実施課題 >> エホバの証人患者の周術期管理を扱った抄録の最後の文の後から、その続きを書きなさい。

目的:消化器領域の腫瘍を担うエホバの証人患者へのPatient Blood Management(以下,PBMと略す)の治療戦略に基づいて周術期管理を行った外科的切除患者の治療成績を提示し,エホバの証人の手術に対する指針を提案する.
対象と方法:1996年7月から2017年6月の間で消化器外科領域(消化管,肝胆膵,腹膜・後腹膜)の腫瘍を担うエホバの証人に対し切除手術を企図した217例を対象とし,周術期管理方法と手術成績を後方視的に検討した.

データセット項目
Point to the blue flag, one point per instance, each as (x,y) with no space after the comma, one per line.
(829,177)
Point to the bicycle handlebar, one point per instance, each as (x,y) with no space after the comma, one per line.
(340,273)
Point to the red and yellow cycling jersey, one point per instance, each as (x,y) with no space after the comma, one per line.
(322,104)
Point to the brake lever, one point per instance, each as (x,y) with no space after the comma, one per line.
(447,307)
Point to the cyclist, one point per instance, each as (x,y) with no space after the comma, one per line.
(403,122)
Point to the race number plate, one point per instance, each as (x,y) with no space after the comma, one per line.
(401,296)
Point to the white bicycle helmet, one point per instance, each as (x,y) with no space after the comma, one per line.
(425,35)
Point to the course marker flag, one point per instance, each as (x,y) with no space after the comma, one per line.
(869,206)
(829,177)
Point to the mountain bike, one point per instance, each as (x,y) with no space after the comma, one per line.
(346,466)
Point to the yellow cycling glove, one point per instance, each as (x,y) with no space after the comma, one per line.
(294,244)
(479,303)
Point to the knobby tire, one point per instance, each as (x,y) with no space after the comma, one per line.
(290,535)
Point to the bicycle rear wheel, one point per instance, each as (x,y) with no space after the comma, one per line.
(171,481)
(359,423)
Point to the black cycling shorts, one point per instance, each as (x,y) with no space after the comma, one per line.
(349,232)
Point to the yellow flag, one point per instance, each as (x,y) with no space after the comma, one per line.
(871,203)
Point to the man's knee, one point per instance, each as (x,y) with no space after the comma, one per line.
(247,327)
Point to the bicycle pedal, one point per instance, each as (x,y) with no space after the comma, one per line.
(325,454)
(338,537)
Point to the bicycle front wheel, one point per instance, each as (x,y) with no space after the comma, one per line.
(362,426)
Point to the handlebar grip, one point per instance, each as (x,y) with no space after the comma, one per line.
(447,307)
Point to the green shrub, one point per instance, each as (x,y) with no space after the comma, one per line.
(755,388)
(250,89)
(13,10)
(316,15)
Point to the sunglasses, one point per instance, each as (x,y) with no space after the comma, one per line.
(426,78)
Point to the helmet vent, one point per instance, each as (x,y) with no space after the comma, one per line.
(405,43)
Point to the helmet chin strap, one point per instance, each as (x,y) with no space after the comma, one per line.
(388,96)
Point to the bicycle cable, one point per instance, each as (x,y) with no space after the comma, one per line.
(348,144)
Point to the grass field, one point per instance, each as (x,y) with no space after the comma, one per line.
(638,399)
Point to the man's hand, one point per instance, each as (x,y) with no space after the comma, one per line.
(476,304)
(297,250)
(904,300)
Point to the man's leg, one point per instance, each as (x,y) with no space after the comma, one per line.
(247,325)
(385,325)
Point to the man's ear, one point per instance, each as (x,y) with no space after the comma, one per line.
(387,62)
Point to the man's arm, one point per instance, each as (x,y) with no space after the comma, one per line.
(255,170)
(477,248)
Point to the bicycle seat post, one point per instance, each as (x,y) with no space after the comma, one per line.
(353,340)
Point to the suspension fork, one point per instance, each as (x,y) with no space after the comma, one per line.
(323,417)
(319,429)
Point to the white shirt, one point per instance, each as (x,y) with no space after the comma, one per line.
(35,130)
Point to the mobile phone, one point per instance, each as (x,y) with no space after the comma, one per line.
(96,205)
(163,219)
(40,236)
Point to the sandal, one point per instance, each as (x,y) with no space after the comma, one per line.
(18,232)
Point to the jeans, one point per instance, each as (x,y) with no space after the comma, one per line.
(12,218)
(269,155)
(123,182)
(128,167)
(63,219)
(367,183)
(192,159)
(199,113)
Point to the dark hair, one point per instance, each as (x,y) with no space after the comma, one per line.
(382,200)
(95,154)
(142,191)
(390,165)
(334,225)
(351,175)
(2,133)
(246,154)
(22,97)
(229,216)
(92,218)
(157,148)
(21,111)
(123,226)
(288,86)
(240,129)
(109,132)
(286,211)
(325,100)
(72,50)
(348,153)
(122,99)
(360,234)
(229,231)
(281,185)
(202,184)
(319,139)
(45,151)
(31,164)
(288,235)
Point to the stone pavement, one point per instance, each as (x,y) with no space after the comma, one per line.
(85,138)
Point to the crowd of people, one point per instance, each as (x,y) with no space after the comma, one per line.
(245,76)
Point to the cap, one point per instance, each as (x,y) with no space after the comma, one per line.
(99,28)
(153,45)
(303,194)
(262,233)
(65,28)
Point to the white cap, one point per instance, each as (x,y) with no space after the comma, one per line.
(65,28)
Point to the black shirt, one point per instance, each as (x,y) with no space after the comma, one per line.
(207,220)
==
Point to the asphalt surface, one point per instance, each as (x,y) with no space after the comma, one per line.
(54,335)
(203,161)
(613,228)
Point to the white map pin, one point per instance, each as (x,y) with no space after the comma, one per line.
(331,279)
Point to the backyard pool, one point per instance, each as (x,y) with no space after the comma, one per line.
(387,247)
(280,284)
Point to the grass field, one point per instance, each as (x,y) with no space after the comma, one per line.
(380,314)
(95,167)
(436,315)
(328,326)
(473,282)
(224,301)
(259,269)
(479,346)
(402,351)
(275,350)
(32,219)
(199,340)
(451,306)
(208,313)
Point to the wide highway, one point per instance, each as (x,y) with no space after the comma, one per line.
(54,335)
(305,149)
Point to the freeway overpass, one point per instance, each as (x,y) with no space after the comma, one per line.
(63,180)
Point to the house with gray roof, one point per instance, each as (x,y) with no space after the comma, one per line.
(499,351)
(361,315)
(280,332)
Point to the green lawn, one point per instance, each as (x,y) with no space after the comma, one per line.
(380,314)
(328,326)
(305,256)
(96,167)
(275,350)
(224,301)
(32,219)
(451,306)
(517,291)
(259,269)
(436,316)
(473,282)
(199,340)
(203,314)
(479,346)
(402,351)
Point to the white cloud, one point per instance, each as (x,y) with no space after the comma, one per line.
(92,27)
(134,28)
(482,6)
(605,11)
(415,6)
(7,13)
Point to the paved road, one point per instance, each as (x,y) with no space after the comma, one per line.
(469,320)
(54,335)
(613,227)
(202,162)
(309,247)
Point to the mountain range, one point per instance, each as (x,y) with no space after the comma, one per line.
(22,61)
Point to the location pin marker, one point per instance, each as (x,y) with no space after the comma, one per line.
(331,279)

本問の解答 >>
結果:疾患臓器は食道4例,胃51例,結腸直腸74例,肝臓37例,胆道16例,膵臓25例と他臓器10例を含んだ.受診時貧血41例(平均Hb値8.7g/dl)に対し増血療法後,貧血の有意な改善を認め(術前値10.9g/dl),全例に予定術式を施行した.術中自己血輸血施行率は48%で,高難度肝胆膵外科手術の多くで,希釈式と回収式自己血輸血の併施を適応した.術後,鉄剤静注と適宜アルブミン製剤を投与し全身管理した.術後合併症は3.1%で,縫合不全や膵液漏に対し,ドレナージの徹底によって重篤化を防止した.
結語:PBMに基づく無輸血手術および周術期治療は,貧血症例や高侵襲手術を要するエホバの証人患者の外科治療を可能にし,予後向上に貢献できた.